» **Aim of the exercise**:
Format the data from its first line through the line containing "[184,963,393,1345]", inclusive, as a numbered list with blank lines omitted.

Items from a data source:

--------

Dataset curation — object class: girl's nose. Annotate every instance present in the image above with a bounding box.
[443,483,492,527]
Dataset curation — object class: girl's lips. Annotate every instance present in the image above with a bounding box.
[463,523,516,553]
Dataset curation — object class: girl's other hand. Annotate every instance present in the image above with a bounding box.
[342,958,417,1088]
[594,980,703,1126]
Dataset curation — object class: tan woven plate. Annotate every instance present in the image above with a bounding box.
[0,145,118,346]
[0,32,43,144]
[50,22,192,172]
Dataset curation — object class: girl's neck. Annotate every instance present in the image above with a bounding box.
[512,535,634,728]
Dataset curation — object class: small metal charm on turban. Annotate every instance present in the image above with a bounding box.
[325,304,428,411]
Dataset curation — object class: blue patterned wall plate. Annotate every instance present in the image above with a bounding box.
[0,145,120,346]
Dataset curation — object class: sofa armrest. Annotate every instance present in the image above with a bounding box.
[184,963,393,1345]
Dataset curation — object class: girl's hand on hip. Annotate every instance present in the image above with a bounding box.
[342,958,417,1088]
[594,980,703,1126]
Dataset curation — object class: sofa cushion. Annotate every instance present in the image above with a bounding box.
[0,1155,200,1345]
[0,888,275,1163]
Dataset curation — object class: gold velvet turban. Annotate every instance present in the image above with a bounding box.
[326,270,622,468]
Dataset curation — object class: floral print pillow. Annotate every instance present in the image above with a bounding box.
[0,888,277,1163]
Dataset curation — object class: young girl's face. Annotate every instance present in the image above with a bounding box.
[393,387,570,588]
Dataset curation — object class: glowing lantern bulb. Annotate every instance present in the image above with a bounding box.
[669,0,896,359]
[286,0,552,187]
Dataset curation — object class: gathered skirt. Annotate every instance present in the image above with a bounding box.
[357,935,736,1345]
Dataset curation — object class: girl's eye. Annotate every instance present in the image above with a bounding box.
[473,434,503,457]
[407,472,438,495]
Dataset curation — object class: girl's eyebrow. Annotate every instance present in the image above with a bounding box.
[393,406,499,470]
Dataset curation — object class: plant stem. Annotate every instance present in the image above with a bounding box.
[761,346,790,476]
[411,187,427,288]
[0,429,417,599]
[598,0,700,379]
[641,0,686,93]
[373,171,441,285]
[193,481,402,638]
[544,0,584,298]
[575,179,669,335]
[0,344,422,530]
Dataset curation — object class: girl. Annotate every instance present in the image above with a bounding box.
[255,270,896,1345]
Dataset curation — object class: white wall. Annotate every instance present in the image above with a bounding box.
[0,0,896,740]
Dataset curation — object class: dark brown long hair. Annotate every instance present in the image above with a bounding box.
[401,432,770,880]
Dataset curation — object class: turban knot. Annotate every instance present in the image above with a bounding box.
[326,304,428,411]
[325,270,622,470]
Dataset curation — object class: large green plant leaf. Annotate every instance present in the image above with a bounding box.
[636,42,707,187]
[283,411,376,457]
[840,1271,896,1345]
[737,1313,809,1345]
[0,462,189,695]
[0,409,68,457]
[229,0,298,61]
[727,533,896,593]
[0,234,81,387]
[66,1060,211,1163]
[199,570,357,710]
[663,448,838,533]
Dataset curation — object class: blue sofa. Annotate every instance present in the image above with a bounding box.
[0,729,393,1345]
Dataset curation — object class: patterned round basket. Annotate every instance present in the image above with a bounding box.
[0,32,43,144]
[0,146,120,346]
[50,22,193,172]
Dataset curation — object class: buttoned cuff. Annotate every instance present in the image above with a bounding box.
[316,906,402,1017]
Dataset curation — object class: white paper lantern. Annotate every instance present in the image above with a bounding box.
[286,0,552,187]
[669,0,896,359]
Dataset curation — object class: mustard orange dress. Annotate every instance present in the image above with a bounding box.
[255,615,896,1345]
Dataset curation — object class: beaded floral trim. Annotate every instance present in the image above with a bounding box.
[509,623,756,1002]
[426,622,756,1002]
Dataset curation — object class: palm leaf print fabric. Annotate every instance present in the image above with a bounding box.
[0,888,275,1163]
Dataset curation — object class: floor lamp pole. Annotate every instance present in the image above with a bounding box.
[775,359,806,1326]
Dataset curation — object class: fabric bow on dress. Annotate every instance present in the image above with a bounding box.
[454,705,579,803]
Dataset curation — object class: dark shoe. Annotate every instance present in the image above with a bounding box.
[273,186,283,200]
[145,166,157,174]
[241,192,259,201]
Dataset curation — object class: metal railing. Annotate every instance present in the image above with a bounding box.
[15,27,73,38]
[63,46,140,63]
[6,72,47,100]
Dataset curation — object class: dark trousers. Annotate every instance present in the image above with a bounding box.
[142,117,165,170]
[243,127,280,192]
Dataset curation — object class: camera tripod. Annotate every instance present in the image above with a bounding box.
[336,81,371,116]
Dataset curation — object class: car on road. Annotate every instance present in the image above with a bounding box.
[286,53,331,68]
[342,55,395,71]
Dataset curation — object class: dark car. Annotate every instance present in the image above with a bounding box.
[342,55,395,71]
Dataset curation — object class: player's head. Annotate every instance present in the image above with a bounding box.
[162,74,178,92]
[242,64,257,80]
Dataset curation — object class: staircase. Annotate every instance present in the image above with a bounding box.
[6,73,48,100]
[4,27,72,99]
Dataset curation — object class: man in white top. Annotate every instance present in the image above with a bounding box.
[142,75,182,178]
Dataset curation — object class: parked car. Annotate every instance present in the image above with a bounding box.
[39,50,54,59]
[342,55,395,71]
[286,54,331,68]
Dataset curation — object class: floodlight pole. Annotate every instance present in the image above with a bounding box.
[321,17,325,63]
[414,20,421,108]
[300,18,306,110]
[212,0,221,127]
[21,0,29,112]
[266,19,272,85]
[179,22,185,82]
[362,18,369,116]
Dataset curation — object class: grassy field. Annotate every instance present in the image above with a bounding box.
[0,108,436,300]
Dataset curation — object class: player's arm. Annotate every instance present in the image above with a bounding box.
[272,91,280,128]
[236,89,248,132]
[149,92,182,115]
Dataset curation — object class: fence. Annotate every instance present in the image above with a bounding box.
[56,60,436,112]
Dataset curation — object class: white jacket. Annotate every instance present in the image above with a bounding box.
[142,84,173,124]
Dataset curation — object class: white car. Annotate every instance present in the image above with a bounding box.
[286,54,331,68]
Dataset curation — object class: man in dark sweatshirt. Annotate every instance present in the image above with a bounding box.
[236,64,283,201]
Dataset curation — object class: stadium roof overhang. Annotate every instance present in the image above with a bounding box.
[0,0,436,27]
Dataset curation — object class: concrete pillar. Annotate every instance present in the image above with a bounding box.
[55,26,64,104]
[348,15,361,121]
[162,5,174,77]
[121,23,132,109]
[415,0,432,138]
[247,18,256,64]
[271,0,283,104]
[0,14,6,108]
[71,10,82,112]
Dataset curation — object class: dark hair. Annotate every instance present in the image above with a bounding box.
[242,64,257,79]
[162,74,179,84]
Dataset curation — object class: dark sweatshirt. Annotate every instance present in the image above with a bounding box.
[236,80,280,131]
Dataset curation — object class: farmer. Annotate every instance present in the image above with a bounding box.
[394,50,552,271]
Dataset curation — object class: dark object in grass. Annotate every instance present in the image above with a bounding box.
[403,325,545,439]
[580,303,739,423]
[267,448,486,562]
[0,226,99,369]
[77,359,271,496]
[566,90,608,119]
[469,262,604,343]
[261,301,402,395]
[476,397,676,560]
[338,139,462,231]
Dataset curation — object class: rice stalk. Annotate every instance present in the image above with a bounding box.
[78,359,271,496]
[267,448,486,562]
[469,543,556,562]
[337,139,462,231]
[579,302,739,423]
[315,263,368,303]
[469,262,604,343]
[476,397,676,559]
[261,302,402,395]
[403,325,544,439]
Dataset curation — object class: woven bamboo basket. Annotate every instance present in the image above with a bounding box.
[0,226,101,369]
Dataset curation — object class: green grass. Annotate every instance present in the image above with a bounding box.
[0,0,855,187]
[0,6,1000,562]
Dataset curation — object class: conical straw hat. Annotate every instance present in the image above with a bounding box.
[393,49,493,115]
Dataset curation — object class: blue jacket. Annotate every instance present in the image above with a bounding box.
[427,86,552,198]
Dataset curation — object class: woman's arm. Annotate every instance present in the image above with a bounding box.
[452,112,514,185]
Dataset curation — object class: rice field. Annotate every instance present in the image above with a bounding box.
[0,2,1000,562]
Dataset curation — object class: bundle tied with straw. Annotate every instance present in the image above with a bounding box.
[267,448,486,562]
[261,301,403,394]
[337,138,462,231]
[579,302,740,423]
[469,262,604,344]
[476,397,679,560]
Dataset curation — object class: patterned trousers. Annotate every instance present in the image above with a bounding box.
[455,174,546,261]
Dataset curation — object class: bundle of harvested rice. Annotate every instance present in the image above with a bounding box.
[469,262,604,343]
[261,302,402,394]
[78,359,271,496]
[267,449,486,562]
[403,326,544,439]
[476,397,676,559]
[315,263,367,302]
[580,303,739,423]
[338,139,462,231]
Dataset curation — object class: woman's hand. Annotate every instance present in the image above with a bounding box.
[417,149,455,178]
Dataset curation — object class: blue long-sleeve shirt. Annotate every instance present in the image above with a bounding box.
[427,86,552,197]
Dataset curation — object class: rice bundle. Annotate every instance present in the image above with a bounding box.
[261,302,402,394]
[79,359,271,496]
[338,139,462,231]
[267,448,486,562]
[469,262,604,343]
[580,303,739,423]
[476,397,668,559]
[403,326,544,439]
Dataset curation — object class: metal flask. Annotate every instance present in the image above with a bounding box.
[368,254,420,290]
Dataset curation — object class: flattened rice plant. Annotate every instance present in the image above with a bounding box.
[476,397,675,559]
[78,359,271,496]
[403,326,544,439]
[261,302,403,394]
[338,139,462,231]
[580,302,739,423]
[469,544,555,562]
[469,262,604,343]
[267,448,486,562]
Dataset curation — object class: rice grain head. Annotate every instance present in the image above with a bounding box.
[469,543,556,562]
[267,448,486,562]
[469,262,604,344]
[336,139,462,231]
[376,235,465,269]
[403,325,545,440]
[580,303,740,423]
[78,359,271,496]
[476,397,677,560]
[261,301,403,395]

--------

» **Full solution**:
1. Dataset curation — object class: girl's nose. Annotate every instance present in the image above with a bounding box.
2. [443,483,492,527]
3. Dataset curation — object class: girl's lips. Annotate every instance present in the image above with a bounding box.
4. [463,523,516,553]
5. Dataset curation — object class: girl's other hand. Annotate every instance present in the image above with a bounding box.
6. [342,958,417,1088]
7. [594,980,703,1126]
8. Dataset curation — object class: tan woven plate. Annotate every instance present in the image above with a bounding box.
9. [0,145,118,346]
10. [0,32,43,144]
11. [50,22,192,172]
12. Dataset curation — object class: girl's neck. Annotate every instance present in the image above with a bounding box.
13. [512,535,634,728]
14. Dataset curation — object class: small metal charm on turban. Annotate every instance present in the image above with a bounding box.
15. [325,304,428,411]
16. Dataset curation — object class: blue patterned wall plate. Annotate every instance present in the image above with a bounding box.
17. [0,145,120,346]
18. Dataset curation — object class: sofa armrest. Annotate every instance present in the image above with a bounding box.
19. [184,963,393,1345]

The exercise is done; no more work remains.